* **EXTRAIT DE SOURCE**:
En Iran, les parents ou le futur conjoint peuvent demander un test de virginité pour déterminer si une femme ou une fille est « mariable ». Ils sont principalement réalisés par des médecins, des agents de police, des gardiens de prison ou des chefs de communauté.
Dans certaines régions, il est aussi fréquent que les professionnels de la santé examinent des victimes de « viols prétendus » pour évaluer « s’il ont bien eu lieu ».

Les tests de virginité consistent le plus souvent à inspecter l’hymen afin de voir s’il est déchiré ou d’évaluer son degré d’ouverture, et (ou) à introduire des doigts dans le vagin, soit le test dit « des deux doigts ». Or, l’OMS affirme que rien ne tend à démontrer que l’une ou l’autre de ces méthodes permet de prouver qu’une fille ou une femme a eu ou non des rapports vaginaux.

Copyright : OMS

Aucunement une preuve

Les instances internationales rappellent donc que le mot « virginité » n’est pas un terme scientifique. C’est une construction sociale, culturelle et religieuse qui reflète la discrimination dont les femmes et les filles font l’objet en cantonnant leur sexualité dans la sphère du mariage.

* **ENTRÉES FOURNIES**:
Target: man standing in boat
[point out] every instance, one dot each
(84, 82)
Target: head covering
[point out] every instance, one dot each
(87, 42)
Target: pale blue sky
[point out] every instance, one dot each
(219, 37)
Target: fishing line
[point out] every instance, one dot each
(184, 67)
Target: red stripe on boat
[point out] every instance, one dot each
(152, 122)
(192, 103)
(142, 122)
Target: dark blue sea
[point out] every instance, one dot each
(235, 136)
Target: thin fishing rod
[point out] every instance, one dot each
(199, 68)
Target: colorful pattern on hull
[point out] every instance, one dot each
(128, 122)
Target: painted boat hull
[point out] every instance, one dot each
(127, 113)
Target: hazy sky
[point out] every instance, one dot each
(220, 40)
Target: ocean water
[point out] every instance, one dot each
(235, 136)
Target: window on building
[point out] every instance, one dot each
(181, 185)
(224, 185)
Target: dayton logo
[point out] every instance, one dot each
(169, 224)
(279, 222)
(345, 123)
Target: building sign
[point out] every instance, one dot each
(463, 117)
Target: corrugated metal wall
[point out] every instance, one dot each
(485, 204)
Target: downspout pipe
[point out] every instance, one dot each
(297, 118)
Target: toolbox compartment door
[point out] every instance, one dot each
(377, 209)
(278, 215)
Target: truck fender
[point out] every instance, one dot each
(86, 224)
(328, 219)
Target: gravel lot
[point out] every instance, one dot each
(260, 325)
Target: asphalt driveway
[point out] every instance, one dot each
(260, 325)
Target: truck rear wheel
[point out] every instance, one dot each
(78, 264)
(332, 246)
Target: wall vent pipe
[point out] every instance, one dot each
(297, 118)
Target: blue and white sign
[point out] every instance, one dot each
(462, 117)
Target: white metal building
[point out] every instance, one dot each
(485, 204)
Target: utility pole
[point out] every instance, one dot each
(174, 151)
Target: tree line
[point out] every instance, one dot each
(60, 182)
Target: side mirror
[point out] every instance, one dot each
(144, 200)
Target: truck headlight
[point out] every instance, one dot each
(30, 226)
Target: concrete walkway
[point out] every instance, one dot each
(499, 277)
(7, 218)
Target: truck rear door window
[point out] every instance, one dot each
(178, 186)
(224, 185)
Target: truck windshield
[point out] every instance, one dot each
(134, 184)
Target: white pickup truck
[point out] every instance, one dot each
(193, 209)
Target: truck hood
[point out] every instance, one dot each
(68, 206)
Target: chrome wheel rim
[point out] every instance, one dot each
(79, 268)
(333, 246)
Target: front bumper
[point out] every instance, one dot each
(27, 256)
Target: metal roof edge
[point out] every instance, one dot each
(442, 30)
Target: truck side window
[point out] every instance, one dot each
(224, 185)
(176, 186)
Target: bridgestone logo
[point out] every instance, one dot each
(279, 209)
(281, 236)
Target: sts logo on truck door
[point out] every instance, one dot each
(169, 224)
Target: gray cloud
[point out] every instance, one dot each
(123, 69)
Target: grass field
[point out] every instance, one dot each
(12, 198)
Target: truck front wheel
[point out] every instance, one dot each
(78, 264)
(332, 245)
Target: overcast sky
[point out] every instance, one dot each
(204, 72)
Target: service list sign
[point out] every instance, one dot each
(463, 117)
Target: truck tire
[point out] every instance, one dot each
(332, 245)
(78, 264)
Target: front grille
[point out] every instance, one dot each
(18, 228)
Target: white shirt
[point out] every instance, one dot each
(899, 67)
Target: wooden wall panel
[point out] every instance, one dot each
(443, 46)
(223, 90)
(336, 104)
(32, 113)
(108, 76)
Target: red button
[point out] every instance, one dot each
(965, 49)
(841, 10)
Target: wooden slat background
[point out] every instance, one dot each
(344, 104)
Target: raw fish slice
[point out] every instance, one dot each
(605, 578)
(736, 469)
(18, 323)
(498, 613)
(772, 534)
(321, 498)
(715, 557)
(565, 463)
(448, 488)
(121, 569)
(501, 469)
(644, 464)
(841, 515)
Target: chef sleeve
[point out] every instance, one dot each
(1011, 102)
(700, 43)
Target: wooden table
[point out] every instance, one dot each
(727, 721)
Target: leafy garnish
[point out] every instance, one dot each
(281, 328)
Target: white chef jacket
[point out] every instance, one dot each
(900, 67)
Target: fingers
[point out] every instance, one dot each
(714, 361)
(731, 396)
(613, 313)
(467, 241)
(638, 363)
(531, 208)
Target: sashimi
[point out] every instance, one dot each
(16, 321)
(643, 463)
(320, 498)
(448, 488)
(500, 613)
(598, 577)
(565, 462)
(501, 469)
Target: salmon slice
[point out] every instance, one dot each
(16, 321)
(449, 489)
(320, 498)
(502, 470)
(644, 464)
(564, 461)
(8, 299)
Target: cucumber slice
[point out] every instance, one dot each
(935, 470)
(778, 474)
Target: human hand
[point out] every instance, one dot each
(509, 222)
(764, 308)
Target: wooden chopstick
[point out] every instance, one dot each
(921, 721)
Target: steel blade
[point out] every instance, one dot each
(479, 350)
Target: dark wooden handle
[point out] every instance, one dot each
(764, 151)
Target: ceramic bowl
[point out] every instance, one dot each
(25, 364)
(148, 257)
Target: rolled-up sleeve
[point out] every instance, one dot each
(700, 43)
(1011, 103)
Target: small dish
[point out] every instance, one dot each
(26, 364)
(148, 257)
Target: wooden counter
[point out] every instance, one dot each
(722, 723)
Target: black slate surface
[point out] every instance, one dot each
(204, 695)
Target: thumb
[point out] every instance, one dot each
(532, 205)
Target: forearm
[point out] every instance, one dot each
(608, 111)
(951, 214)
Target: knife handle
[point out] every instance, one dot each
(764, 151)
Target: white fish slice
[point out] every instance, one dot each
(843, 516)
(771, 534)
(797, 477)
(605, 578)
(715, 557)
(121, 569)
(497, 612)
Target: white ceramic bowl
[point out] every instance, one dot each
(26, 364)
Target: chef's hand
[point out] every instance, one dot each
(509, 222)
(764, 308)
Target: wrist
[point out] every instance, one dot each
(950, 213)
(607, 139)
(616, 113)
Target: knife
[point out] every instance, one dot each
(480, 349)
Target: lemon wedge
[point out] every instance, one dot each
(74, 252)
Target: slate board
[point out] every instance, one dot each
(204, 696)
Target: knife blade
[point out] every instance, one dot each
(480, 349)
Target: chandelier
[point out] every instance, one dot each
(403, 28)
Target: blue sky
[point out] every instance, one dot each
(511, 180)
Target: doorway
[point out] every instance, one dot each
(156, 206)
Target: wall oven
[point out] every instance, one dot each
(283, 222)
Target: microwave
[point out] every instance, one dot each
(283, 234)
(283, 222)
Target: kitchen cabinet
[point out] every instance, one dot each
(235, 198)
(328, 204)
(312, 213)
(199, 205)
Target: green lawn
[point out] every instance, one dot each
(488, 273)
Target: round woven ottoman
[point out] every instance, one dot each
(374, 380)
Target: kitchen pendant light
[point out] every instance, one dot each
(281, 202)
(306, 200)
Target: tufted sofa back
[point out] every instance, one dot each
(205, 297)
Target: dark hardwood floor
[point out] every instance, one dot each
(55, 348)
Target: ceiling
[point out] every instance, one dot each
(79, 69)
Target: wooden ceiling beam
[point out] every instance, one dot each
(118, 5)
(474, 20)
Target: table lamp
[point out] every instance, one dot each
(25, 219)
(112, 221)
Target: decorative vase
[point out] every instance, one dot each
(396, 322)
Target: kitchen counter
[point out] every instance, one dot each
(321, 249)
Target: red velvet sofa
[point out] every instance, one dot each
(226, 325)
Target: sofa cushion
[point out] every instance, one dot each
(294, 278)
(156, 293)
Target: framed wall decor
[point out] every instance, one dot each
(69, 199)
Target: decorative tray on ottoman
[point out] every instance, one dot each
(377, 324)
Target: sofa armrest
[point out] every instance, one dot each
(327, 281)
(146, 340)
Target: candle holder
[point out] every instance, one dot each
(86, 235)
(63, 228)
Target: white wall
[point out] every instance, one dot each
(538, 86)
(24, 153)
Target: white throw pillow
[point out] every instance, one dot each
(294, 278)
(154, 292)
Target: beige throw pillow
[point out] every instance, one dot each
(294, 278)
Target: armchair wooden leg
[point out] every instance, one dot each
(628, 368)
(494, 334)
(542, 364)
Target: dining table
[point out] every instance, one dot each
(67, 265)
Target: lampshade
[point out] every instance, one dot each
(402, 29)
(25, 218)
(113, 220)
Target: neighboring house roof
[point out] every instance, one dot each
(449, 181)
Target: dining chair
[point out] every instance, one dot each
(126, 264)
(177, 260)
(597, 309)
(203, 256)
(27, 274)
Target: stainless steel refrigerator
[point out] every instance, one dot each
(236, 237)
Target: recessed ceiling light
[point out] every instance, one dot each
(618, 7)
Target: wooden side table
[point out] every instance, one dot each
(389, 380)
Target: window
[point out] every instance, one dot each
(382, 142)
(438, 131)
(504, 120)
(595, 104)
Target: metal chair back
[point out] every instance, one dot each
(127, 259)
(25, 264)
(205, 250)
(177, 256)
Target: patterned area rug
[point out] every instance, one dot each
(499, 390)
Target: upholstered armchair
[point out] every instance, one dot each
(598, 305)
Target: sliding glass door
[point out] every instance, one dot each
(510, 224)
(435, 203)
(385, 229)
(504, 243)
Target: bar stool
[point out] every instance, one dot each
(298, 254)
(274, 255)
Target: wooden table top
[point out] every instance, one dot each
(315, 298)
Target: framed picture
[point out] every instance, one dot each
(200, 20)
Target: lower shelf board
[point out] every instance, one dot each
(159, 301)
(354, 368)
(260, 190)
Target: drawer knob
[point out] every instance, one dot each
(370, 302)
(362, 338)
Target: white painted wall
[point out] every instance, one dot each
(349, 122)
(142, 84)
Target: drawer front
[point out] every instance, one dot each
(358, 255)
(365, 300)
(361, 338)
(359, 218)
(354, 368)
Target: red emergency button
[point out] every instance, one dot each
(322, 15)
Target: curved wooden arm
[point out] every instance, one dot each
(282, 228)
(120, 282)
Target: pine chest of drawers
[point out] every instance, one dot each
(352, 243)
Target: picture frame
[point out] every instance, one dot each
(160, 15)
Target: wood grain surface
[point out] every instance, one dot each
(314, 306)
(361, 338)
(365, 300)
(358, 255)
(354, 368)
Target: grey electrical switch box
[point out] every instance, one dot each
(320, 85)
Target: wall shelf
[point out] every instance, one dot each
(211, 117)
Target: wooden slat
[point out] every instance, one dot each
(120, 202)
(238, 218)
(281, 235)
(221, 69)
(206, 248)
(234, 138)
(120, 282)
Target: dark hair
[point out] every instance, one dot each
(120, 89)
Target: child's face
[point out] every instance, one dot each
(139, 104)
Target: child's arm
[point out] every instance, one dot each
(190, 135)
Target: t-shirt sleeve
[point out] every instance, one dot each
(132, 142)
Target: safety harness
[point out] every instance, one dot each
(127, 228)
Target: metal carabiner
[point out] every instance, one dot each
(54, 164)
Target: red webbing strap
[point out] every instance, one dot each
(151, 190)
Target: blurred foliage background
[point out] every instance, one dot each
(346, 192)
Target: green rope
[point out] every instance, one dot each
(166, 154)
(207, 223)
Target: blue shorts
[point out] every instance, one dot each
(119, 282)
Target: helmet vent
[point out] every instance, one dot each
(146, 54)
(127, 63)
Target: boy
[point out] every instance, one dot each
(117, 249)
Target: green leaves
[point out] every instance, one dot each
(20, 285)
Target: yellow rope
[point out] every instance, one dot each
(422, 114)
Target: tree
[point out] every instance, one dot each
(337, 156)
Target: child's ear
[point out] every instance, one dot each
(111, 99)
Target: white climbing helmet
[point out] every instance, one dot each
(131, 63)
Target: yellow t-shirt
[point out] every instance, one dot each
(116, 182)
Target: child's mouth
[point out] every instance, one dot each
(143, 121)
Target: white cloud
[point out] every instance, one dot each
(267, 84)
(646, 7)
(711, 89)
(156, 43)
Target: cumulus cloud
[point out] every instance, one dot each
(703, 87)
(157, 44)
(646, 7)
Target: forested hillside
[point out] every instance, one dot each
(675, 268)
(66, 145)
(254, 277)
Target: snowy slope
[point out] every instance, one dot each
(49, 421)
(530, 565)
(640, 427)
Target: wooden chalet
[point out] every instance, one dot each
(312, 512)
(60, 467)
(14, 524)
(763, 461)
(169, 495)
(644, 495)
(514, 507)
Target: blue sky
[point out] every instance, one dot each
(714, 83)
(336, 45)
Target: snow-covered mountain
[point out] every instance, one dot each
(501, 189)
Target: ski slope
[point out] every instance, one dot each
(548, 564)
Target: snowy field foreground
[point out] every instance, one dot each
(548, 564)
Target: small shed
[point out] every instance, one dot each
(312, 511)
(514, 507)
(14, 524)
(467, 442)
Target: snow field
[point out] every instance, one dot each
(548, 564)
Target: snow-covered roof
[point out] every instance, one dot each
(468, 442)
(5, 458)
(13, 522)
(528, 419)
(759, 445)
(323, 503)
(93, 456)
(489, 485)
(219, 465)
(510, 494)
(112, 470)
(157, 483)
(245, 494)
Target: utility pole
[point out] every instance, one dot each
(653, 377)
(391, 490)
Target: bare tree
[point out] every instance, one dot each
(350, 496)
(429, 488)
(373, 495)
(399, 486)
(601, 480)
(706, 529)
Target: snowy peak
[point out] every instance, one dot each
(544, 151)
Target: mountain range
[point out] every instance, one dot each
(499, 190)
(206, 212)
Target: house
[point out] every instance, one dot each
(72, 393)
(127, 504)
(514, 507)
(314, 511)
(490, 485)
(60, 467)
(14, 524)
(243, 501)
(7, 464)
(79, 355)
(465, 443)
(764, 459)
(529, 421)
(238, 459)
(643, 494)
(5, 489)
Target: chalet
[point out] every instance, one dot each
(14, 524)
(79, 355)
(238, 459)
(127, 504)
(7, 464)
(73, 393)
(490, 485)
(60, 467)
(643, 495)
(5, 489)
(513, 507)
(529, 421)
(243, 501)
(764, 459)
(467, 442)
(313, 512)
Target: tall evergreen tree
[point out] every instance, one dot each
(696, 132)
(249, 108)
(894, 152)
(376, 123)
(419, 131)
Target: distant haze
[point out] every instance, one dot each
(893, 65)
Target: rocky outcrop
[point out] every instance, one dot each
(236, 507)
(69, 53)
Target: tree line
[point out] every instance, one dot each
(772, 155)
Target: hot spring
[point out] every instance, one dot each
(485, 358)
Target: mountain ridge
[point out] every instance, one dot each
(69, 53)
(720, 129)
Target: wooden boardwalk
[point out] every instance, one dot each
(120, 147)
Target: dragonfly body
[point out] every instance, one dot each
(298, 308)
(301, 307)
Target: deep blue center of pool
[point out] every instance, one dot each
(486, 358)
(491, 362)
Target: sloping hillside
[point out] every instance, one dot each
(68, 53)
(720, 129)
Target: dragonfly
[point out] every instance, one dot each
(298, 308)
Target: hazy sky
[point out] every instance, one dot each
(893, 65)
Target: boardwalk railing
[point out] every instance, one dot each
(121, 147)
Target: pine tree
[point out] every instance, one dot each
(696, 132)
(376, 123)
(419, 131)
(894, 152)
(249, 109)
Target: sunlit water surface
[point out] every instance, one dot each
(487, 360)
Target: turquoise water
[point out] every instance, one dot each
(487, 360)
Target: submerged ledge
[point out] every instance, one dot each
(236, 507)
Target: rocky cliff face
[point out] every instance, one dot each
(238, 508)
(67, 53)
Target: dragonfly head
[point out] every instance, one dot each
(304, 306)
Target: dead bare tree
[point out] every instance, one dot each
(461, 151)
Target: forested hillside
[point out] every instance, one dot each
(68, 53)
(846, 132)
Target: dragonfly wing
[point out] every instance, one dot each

* **LES TÂCHES**:
**A)** Selon l'extrait sur les tests de virginité en Iran, qui réalise principalement ces tests ? Citez-les tous.
**B)** Rédigez la suite de l'extrait sur les tests de virginité en Iran, en partant de sa dernière phrase.

* **LES RÉPONSES**:
**A)**
- des médecins
- des agents de police
- des gardiens de prison
- des chefs de communauté

**B)**
De plus, sur le plan anatomique, l’hymen peut avoir été rompu pour de multiples raisons. Certaines femmes naissent même avec une membrane imperceptible voire inexistante. L’état de l’hymen ne prouve donc pas la virginité d’une femme. Ainsi, sauf à établir un certificat de complaisance, il est impossible d’objectiver et donc de certifier la présence ou l’absence de rapports sexuels.

Même si en 2011, le guide suprême de la révolution iranienne, l’ayatollah Ali Khamenei, a émis une fatwa en vertu de laquelle, même s’il s’avère qu’une femme mariée qui se prétendait vierge a eu des relations sexuelles prémaritales, son mari ne peut pas annuler le mariage à moins que le couple n’ait convenu que c’était en préalable, dans les faits, le constat peut virer au drame dans le contexte de violences conjugales.

Un test de virginité pour une main serrée

Le patriarcat sera poussé à l’extrême dans cette affaire qui fera grand bruit en Iran. En mai 2015, l’artiste et militante iranienne Atena Farghadani, 28 ans à l’époque, est interpellée et incarcérée pour favoriser une propagande antisystème, après avoir publié un dessin de presse critiquant le gouvernement. Ce dessin représentait aussi les députés sous forme d’animaux, votant une loi constituant une sévère entrave aux droits des femmes puisque restreignant l’accès à la contraception et rendant criminelle toute stérilisation volontaire.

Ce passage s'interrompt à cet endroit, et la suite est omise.